== Segment start ==

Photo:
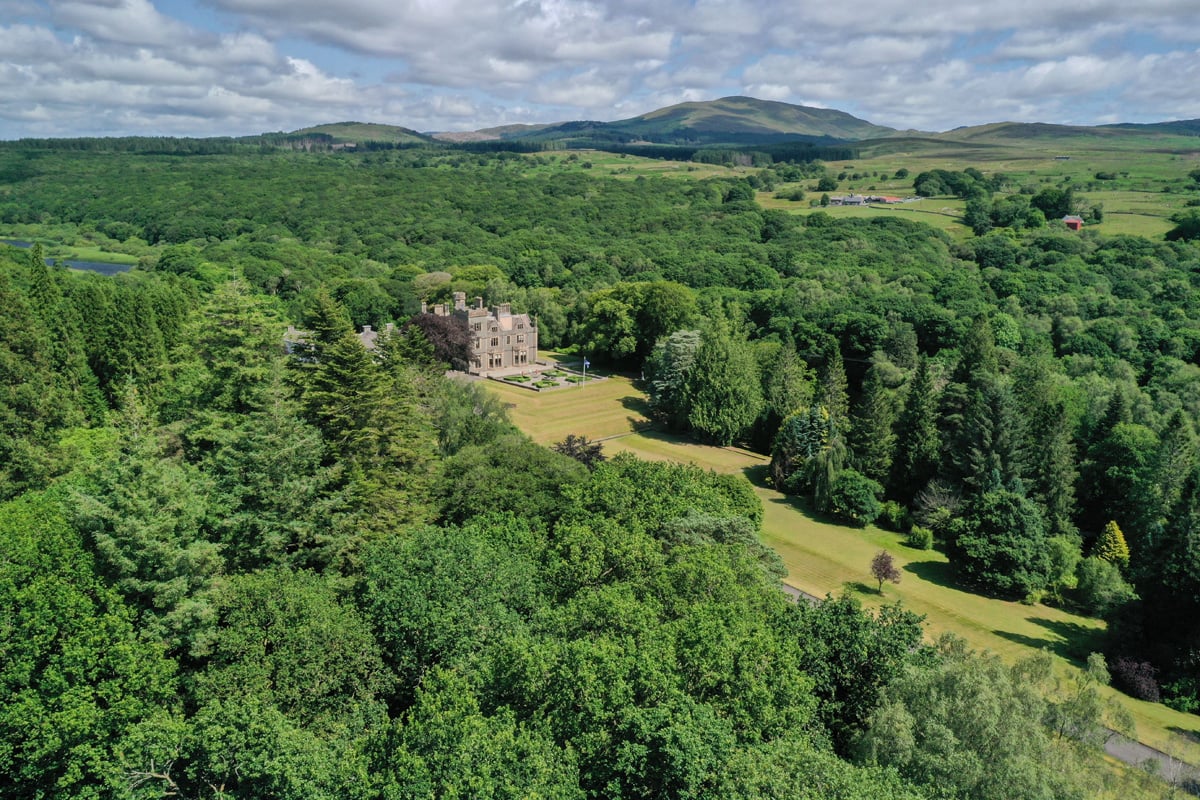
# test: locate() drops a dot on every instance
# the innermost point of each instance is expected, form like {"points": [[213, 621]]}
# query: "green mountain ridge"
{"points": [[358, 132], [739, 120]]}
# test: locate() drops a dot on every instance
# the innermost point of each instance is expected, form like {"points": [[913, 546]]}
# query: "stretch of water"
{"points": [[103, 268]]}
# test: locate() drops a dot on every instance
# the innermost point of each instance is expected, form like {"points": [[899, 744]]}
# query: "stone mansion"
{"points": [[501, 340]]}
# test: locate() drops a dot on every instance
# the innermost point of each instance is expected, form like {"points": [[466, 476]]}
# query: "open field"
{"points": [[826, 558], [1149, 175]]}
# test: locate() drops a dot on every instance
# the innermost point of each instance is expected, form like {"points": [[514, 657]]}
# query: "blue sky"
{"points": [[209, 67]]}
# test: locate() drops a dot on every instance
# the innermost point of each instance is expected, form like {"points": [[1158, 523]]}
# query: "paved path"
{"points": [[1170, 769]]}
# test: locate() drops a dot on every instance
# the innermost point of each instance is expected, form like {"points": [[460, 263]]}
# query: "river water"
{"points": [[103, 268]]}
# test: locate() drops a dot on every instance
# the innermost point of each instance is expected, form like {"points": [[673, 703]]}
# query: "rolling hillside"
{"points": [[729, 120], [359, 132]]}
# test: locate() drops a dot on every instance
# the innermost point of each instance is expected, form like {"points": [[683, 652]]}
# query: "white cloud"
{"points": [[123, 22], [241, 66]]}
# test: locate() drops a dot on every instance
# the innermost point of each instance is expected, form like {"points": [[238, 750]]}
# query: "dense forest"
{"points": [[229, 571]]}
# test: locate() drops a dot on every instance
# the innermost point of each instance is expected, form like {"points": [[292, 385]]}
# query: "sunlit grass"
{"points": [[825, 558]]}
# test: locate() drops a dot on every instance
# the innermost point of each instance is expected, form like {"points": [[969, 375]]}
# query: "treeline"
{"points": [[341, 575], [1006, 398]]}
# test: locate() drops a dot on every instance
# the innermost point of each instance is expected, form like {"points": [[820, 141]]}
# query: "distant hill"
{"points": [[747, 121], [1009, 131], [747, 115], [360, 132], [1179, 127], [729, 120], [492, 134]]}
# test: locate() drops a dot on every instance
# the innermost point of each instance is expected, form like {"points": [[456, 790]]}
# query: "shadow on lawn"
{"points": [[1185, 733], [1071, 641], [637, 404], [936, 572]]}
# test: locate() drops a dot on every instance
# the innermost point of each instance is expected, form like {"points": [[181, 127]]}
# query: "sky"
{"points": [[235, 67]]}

== Segment end ==

## [Work required]
Output all the records above again exactly, with the pictures dropped.

## [Result below]
Photo:
# test: locate() drops a dot on every instance
# the innermost point of each instance is expected, form like {"points": [[213, 621]]}
# query: "green mountain ridge"
{"points": [[358, 132], [739, 120]]}
# test: locate() drops a dot on every instance
# the innermost point of each instance is expected, form like {"points": [[913, 546]]}
# query: "stretch of water"
{"points": [[103, 268]]}
# test: locate() drops a dot on every instance
# the innermost point of each instance is expected, form like {"points": [[899, 744]]}
# query: "stone mansion"
{"points": [[501, 340]]}
# test: locate() drops a dot on every instance
# the innermost point of each instance is expected, form like {"points": [[466, 476]]}
# query: "open field"
{"points": [[826, 558], [1149, 175]]}
# test: locate() drops a dot on every instance
# the innermost point of each instance is expected, form like {"points": [[514, 657]]}
# query: "blue sky"
{"points": [[209, 67]]}
# test: locate() drops a dot on every instance
# the innermost point of each instance is expected, form like {"points": [[1158, 523]]}
# query: "paved path"
{"points": [[1170, 769]]}
# test: locate() drops a dot on every instance
# the innermost point of each instance is expected, form like {"points": [[460, 263]]}
# query: "river water"
{"points": [[103, 268]]}
# test: locate() drops a dot on every instance
# the innermost point of each instance is expected, form like {"points": [[673, 703]]}
# query: "rolling hillside"
{"points": [[729, 120], [359, 132]]}
# test: locate() drops a dot on every instance
# the innermost point of each instance is expected, form like {"points": [[683, 652]]}
# query: "white cloud"
{"points": [[123, 22], [241, 66]]}
# test: locate() drops a dot on every instance
# the innermost point of each instance is expected, form like {"points": [[238, 750]]}
# query: "dense forest"
{"points": [[229, 571]]}
# test: locate() drops a dot on every instance
# the innermost point of each instance is expected, form like {"points": [[292, 385]]}
# query: "sunlit grass"
{"points": [[825, 558]]}
# test: locate() drops a dot on every instance
# the innermost point of each instance is expected, form like {"points": [[969, 375]]}
# query: "treeline"
{"points": [[341, 575], [1006, 398]]}
# test: locate() drops a dot on every instance
# the innermost point of each instance is expected, form like {"points": [[820, 141]]}
# query: "distant hill"
{"points": [[747, 121], [1009, 131], [747, 115], [360, 132], [1179, 127], [729, 120], [492, 134]]}
# test: locate() drops a dot on every instance
# the innermost point of each instance is expected, form like {"points": [[456, 790]]}
# query: "shadow on lawn"
{"points": [[1185, 733], [1071, 641], [637, 404], [936, 572]]}
# test: locate() drops a dot on every instance
# the innermost point of each instance is expected, form like {"points": [[181, 127]]}
# query: "sky"
{"points": [[235, 67]]}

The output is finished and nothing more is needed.